**DESCRIÇÃO DO PROBLEMA**
Reproduza sem alterações a parte do texto sobre a interpretação das convenções coletivas de trabalho que começa em "2. Assim, haverá" e vai até "que imperfeitamente expresso.".

**TRECHO CITADO**
--- --- ---

1. A interpretação das cláusulas de conteúdo regulativo das convenções coletivas de trabalho deve obedecer às regras próprias da interpretação da lei.

2. Assim, haverá que atender ao enunciado linguístico da norma, por representar o ponto de partida da atividade interpretativa, na medida em que esta deve procurar reconstituir, a partir dele, o pensamento das partes outorgantes da convenção – tendo sobretudo em conta a unidade do sistema jurídico, as circunstâncias em que foi elaborada e as condições específicas do tempo em que é aplicada –, sendo que o texto da norma exerce também a função de um limite, porquanto não pode ser considerado entre os seus possíveis sentidos aquele pensamento que não tenha na sua letra um mínimo de correspondência verbal, ainda que imperfeitamente expresso.

3. Para a correta fixação do sentido e alcance da norma, há de, outrossim, presumir-se que os outorgantes souberam exprimir o seu pensamento em termos adequados e consagraram a solução mais acertada, do que decorre que o texto da norma exerce uma outra função: a de dar um mais forte apoio àquela das interpretações possíveis que melhor condiga com o significado natural e correto das expressões utilizadas.

            A interpretação da lei consta do artigo 9º, do Código Civil.

              "É indiscutível que toda a norma jurídica carece de interpretação mesmo nos casos em que parece evidente um "claro teor literal" (JESCHECK)[11].

--- --- ---

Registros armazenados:
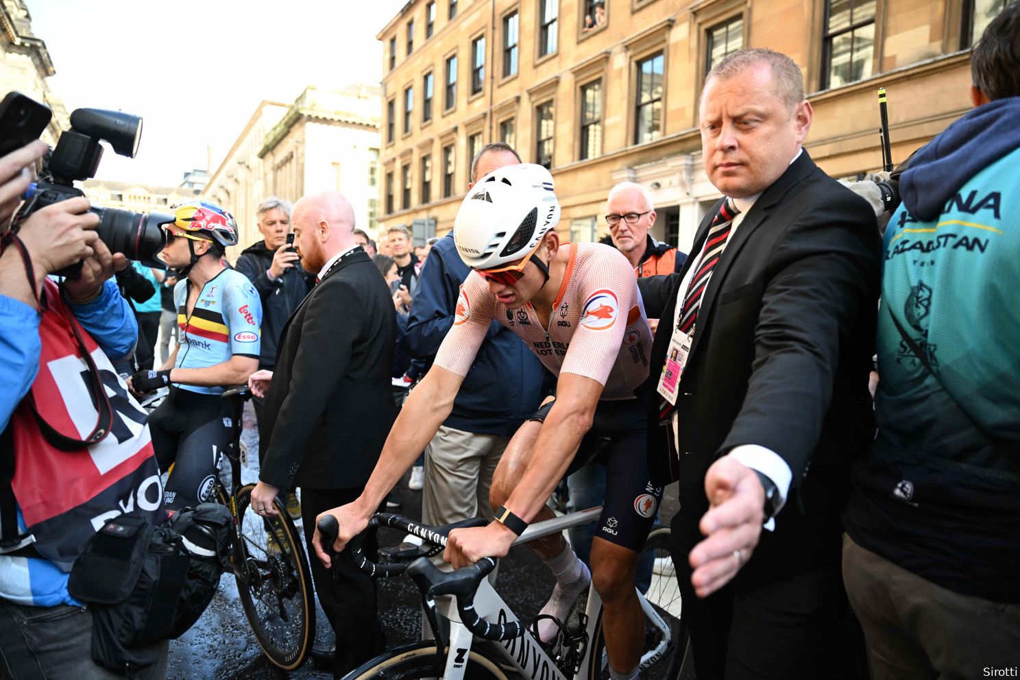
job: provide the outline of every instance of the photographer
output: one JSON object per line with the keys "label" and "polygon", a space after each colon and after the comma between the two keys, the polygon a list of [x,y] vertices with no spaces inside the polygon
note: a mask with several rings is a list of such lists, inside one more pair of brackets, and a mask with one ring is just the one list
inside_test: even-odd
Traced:
{"label": "photographer", "polygon": [[[45,152],[33,142],[0,158],[0,661],[5,677],[113,678],[92,662],[93,614],[68,572],[126,503],[154,522],[165,511],[145,414],[107,359],[130,355],[138,332],[110,280],[124,256],[99,240],[85,198],[8,228]],[[48,278],[78,262],[79,276]],[[166,649],[137,677],[163,677]]]}

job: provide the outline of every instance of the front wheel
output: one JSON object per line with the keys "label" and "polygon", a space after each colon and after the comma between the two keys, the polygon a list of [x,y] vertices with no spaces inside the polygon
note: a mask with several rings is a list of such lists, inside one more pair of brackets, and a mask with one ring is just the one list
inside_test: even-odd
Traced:
{"label": "front wheel", "polygon": [[[670,528],[660,526],[652,530],[645,540],[638,564],[652,567],[651,583],[644,589],[645,603],[645,646],[642,653],[641,672],[643,680],[678,680],[687,651],[687,627],[680,614],[680,588],[673,573],[673,565],[683,560],[683,556],[673,553]],[[641,567],[639,567],[641,571]],[[639,577],[639,580],[642,580]],[[589,668],[590,680],[604,680],[609,677],[606,660],[606,643],[602,634],[602,611],[595,627],[592,657]]]}
{"label": "front wheel", "polygon": [[255,639],[273,665],[293,671],[308,658],[315,637],[311,572],[297,527],[273,500],[275,517],[251,509],[252,488],[238,491],[242,550],[235,555],[241,606]]}
{"label": "front wheel", "polygon": [[[466,662],[464,680],[509,680],[507,674],[483,651],[458,650]],[[417,680],[420,678],[442,678],[450,647],[442,660],[436,656],[436,643],[421,640],[390,649],[375,659],[362,664],[344,676],[344,680]],[[466,652],[466,653],[465,653]]]}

--- --- ---

**RESULTADO DO EXERCÍCIO**
2. Assim, haverá que atender ao enunciado linguístico da norma, por representar o ponto de partida da atividade interpretativa, na medida em que esta deve procurar reconstituir, a partir dele, o pensamento das partes outorgantes da convenção – tendo sobretudo em conta a unidade do sistema jurídico, as circunstâncias em que foi elaborada e as condições específicas do tempo em que é aplicada –, sendo que o texto da norma exerce também a função de um limite, porquanto não pode ser considerado entre os seus possíveis sentidos aquele pensamento que não tenha na sua letra um mínimo de correspondência verbal, ainda que imperfeitamente expresso.